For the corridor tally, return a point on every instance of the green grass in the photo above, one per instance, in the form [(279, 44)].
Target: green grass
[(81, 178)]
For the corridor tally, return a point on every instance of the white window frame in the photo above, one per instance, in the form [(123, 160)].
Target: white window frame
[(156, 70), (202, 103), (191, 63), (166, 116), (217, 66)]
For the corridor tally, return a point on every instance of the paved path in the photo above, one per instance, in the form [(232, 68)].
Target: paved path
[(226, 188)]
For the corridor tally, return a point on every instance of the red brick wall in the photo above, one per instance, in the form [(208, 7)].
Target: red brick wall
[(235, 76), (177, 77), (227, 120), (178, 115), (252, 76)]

▬▬▬▬▬▬

> WHAT TO PRODUCE: Print everything in the listing above from the line containing "form [(232, 68)]." down through its final line, reproducing each line unchanged.

> FINAL ANSWER:
For the corridor tally, return a point on every instance of the paved path in the photo above, one per instance, in the form [(232, 68)].
Target: paved path
[(226, 188)]
For the corridor tally, return a point on every instance of the red brick wall in the photo above, one per instance, in the form [(208, 7)].
Target: red brick wall
[(235, 76), (177, 77), (227, 120), (178, 115), (252, 76)]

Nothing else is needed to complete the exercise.